# Source document
Despite appearances to the contrary, the stamp above is not the result of a printing error. It represents a deliberate attempt on the part of the designer -- in this case, Osnat Eshel -- to require viewers to either tilt their head twenty degrees clockwise in order to comfortably view the image or, alternatively, rotate the stamp twenty degrees counterclockwise. As a stylistic device, the tilted stamp invites questions: What effect do tilters like Eshel seek to achieve by using the technique? Which designers have been most partial to its application in their stamps? At what point did tilting start to become popular with Israeli stamp designers? Is there a relation between the tilted stamp design and the shaky-cam technique common among some filmmakers?

# Record set
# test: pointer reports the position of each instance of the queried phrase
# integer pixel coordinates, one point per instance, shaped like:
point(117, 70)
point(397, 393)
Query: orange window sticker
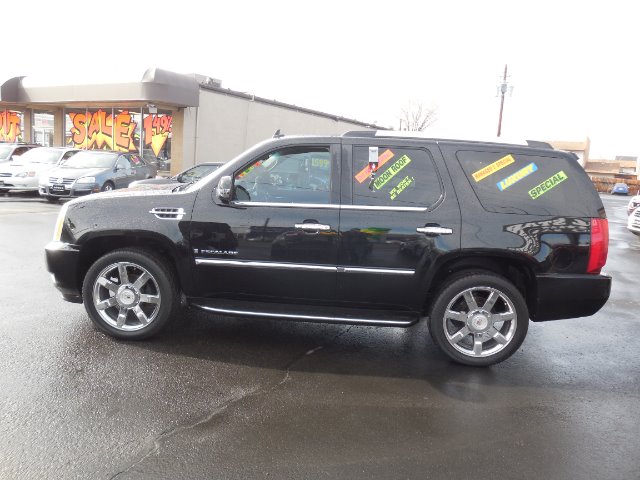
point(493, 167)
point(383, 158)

--

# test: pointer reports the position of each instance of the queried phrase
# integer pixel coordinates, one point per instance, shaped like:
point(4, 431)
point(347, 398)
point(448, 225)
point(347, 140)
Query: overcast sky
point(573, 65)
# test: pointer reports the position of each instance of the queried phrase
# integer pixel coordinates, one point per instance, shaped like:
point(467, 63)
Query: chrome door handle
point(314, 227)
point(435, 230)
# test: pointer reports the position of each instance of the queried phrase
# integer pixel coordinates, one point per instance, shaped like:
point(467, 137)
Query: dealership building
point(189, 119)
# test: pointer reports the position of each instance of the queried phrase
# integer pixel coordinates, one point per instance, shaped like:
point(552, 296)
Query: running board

# Objective 1
In the passage on the tilted stamp, who designed the stamp?
# Objective 2
List every question the tilted-stamp passage raises about the technique.
# Objective 3
Write the next part of the passage about tilted stamp designs, picking up after its final sentence.

# Output 1
Osnat Eshel

# Output 2
- What effect do tilters like Eshel seek to achieve by using the technique?
- Which designers have been most partial to its application in their stamps?
- At what point did tilting start to become popular with Israeli stamp designers?
- Is there a relation between the tilted stamp design and the shaky-cam technique common among some filmmakers?

# Output 3
![]() |
בול שבעים שנה לאקדמיה בצלאל "70th Anniversary of Bezalel" stamp Israel Post (1976) Design: Aryeh Hecht Tilt: 10° |
What effect was Hecht endeavoring to achieve by tilting the images on his stamp? A clue is provided in a 2017 article by Kevin R. Brooks of Macquarie University in Sydney, Australia:
The simulation of depth in artistic works presented on flat media has been a challenge for artists throughout history. Although the objects to be represented are invariably voluminous and are located at various distances, their representations on walls, paper, or canvas are necessarily two dimensional. Historically, artists throughout the world have attempted to imply depth using techniques that exploit the well-known "pictorial" cues to depth.1One of the pictorial cues Brooks references is occlusion, a technique whereby distant surfaces are occluded by overlapping nearer surfaces. By tilting the images on the XY-plane, as well as shading them appropriately, Hecht successfully created an illusion that the key and shapes had depth and volume. In so doing, Hecht was able to capture the spirit of Bezalel, where he was a fourth-year student at the time, as an innovation-leading school of art and design. Hecht's application of tilting was in good taste: it dovetailed elegantly with the design's central motif, served a clear purpose, and enhanced the overall appeal of the stamp.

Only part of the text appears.